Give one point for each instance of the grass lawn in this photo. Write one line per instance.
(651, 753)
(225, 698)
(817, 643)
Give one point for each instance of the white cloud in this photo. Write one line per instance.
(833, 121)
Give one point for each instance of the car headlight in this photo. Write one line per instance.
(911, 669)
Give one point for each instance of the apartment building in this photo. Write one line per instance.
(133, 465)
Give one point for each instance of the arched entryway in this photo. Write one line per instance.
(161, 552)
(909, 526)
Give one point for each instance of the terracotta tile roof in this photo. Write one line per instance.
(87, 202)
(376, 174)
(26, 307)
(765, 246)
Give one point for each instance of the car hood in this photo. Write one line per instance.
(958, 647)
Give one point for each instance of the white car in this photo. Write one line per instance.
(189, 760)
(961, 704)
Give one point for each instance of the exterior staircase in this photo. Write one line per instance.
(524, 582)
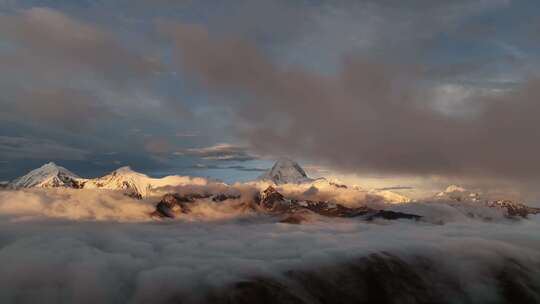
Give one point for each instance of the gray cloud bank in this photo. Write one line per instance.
(370, 115)
(106, 259)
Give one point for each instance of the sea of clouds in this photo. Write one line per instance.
(90, 246)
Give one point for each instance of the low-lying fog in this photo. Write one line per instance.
(88, 246)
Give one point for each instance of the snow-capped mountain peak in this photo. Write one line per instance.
(47, 176)
(286, 171)
(124, 178)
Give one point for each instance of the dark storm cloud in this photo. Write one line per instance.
(73, 43)
(236, 167)
(32, 148)
(369, 116)
(219, 152)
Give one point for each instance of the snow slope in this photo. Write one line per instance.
(285, 171)
(49, 175)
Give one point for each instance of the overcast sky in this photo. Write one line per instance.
(219, 88)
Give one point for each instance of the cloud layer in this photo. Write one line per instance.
(371, 115)
(56, 260)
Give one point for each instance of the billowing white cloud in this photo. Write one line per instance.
(52, 259)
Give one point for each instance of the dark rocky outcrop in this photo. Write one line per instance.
(381, 278)
(274, 202)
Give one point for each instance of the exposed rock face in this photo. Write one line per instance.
(171, 205)
(286, 171)
(272, 202)
(275, 202)
(379, 278)
(513, 208)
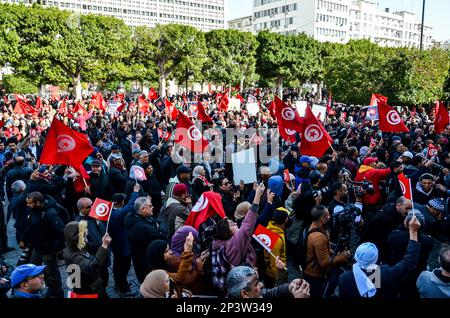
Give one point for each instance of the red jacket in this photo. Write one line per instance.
(375, 176)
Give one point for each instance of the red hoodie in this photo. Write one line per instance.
(375, 176)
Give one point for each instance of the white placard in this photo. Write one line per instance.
(253, 109)
(244, 166)
(301, 107)
(319, 109)
(234, 104)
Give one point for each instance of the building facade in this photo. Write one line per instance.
(205, 15)
(340, 21)
(244, 24)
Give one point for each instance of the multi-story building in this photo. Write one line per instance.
(205, 15)
(244, 24)
(340, 21)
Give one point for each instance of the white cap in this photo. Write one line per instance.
(407, 154)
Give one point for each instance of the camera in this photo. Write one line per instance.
(361, 187)
(344, 230)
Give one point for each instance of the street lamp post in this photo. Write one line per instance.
(421, 30)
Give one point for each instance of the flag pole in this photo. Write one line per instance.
(331, 145)
(285, 268)
(109, 217)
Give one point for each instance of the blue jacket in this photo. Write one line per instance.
(117, 230)
(390, 276)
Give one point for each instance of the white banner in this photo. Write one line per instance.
(235, 104)
(253, 109)
(301, 107)
(244, 166)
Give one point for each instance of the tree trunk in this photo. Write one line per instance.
(162, 86)
(77, 87)
(242, 84)
(279, 84)
(319, 89)
(42, 90)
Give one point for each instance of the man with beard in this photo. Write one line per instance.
(45, 234)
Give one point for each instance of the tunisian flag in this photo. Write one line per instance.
(432, 151)
(188, 135)
(202, 115)
(99, 102)
(377, 98)
(315, 139)
(390, 120)
(405, 185)
(65, 146)
(152, 94)
(289, 122)
(23, 108)
(224, 102)
(82, 180)
(171, 110)
(209, 204)
(441, 121)
(101, 210)
(143, 105)
(266, 238)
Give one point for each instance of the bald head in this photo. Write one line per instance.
(84, 206)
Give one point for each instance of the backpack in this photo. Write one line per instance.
(299, 253)
(220, 267)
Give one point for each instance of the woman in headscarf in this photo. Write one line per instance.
(159, 283)
(368, 280)
(276, 185)
(157, 254)
(199, 182)
(192, 279)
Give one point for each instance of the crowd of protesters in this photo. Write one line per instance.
(345, 228)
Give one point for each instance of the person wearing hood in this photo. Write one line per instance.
(200, 183)
(436, 284)
(89, 266)
(303, 170)
(160, 283)
(120, 246)
(142, 230)
(192, 279)
(176, 210)
(358, 282)
(276, 186)
(27, 281)
(234, 243)
(230, 198)
(369, 171)
(45, 233)
(426, 189)
(100, 183)
(278, 225)
(183, 175)
(311, 195)
(398, 242)
(117, 173)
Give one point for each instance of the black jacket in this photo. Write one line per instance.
(18, 209)
(378, 229)
(16, 173)
(52, 188)
(390, 277)
(100, 186)
(141, 232)
(45, 229)
(95, 233)
(118, 179)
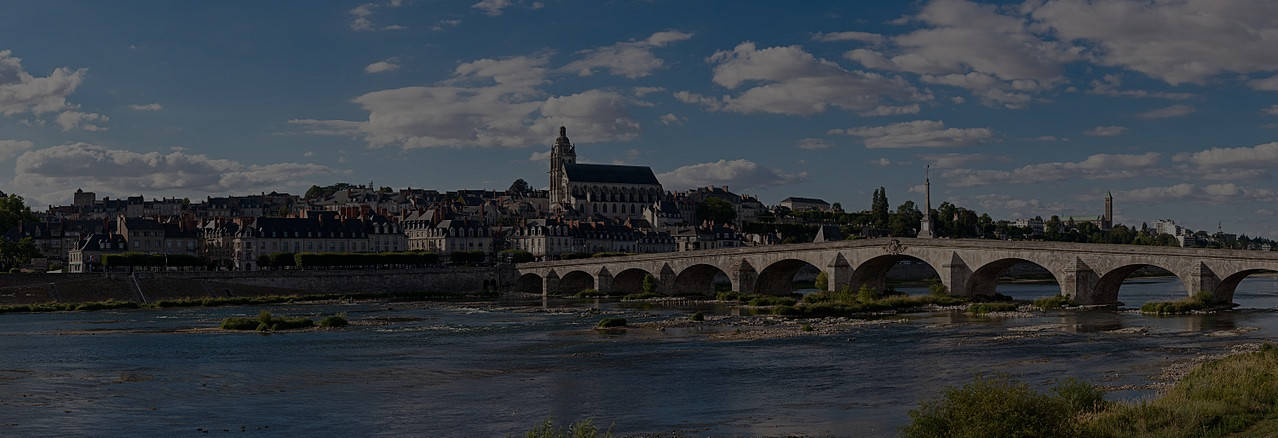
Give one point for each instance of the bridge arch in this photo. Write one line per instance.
(984, 279)
(1106, 289)
(700, 279)
(1230, 284)
(778, 277)
(630, 281)
(575, 282)
(873, 272)
(529, 284)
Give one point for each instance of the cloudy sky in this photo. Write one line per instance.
(1023, 109)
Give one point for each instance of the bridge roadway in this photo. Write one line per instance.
(1090, 273)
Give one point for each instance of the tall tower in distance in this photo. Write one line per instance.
(925, 225)
(1108, 221)
(561, 153)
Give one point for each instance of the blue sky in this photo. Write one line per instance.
(1023, 109)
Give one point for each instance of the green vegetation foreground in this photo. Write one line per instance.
(1235, 395)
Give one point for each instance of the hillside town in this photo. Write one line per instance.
(588, 210)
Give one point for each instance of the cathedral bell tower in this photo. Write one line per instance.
(561, 153)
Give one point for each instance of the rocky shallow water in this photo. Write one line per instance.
(465, 369)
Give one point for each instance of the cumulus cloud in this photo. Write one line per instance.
(1106, 130)
(1173, 41)
(743, 174)
(1097, 166)
(847, 36)
(55, 171)
(629, 59)
(490, 102)
(918, 134)
(1256, 156)
(1167, 113)
(382, 67)
(12, 148)
(791, 81)
(21, 92)
(671, 119)
(812, 143)
(81, 120)
(362, 17)
(146, 107)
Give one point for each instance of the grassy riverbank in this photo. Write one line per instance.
(238, 300)
(1231, 396)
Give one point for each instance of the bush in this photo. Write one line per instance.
(611, 322)
(1199, 302)
(983, 308)
(334, 322)
(640, 296)
(591, 293)
(580, 429)
(1052, 302)
(993, 407)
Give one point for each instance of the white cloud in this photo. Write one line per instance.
(813, 143)
(362, 18)
(1109, 84)
(790, 81)
(12, 148)
(997, 56)
(22, 92)
(671, 119)
(1106, 130)
(887, 110)
(918, 134)
(492, 8)
(55, 171)
(146, 107)
(847, 36)
(81, 120)
(445, 24)
(743, 174)
(1269, 83)
(1097, 166)
(1256, 156)
(629, 59)
(382, 67)
(1167, 113)
(1175, 41)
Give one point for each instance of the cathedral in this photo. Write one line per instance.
(607, 190)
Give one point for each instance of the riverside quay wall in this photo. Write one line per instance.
(153, 286)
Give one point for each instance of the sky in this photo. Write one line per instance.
(1021, 109)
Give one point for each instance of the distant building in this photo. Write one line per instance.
(800, 204)
(607, 190)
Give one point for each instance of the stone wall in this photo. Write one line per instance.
(153, 286)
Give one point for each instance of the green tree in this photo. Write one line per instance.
(716, 210)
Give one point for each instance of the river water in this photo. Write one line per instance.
(481, 370)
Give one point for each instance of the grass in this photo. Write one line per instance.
(591, 293)
(1224, 397)
(1199, 302)
(611, 323)
(579, 429)
(265, 321)
(640, 296)
(334, 322)
(983, 308)
(1048, 303)
(233, 300)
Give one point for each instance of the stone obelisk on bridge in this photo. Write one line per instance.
(925, 225)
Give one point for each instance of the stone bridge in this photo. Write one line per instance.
(1090, 273)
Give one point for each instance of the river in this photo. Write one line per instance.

☆ ☆ ☆ ☆ ☆ ☆ ☆

REQUIREMENTS:
Output only the lines from the one holding "Give one point for each instance of the cumulus" through the last line above, exactly as they appear.

ANSWER TO THIS PROBLEM:
Give one point for each instance of the cumulus cloud in this photo. Write one line per instance.
(1106, 130)
(1173, 41)
(743, 174)
(1097, 166)
(847, 36)
(55, 171)
(629, 59)
(490, 102)
(918, 134)
(1256, 156)
(1167, 113)
(382, 67)
(12, 148)
(791, 81)
(21, 92)
(671, 119)
(812, 143)
(81, 120)
(362, 17)
(146, 107)
Give one point for each instance of the grassy riverbank in this photo. Write one line per instance.
(238, 300)
(1231, 396)
Give one point for each instance of the bush in this photo. Write one line per instance.
(611, 322)
(1199, 302)
(983, 308)
(334, 322)
(640, 296)
(591, 293)
(580, 429)
(1052, 302)
(993, 407)
Give one point for each instance of the white cloud in this photo. Write one line per instance.
(813, 143)
(362, 18)
(1109, 84)
(790, 81)
(12, 148)
(997, 56)
(22, 92)
(671, 119)
(1106, 130)
(887, 110)
(918, 134)
(492, 8)
(55, 171)
(146, 107)
(847, 36)
(81, 120)
(445, 24)
(743, 174)
(1269, 83)
(1097, 166)
(1256, 156)
(629, 59)
(382, 67)
(1167, 113)
(1175, 41)
Give one point for each instance of the cathedral in this photo. Write one line per instance.
(607, 190)
Give one point for each instance of the riverside quay wall in this photo. Write one line per instance.
(153, 286)
Give one point for each instance of the sky in this photo. Write one line per instance.
(1021, 109)
Give one point for each instance of the distant building in this photo. Write one line per instance.
(800, 204)
(607, 190)
Give one point for each instance of the stone wall in this photo. Write one line per instance.
(153, 286)
Give one point for each instance of the green tree in this photo. Write one line per instance.
(716, 210)
Give one point for each instance of the river water in this photo. Write one line per instance.
(481, 370)
Give one point for each instance of the grass in this photo. Write one line per instance.
(591, 293)
(1224, 397)
(1199, 302)
(611, 323)
(579, 429)
(265, 321)
(640, 296)
(334, 322)
(983, 308)
(1048, 303)
(233, 300)
Give one point for each instance of the stone obelisk on bridge in this photo. Write one line per instance.
(925, 225)
Give one point for each instance of the stone bridge in this photo. Write one line per instance.
(1090, 273)
Give one point for each instance of the river in this photo. Write one line per instance.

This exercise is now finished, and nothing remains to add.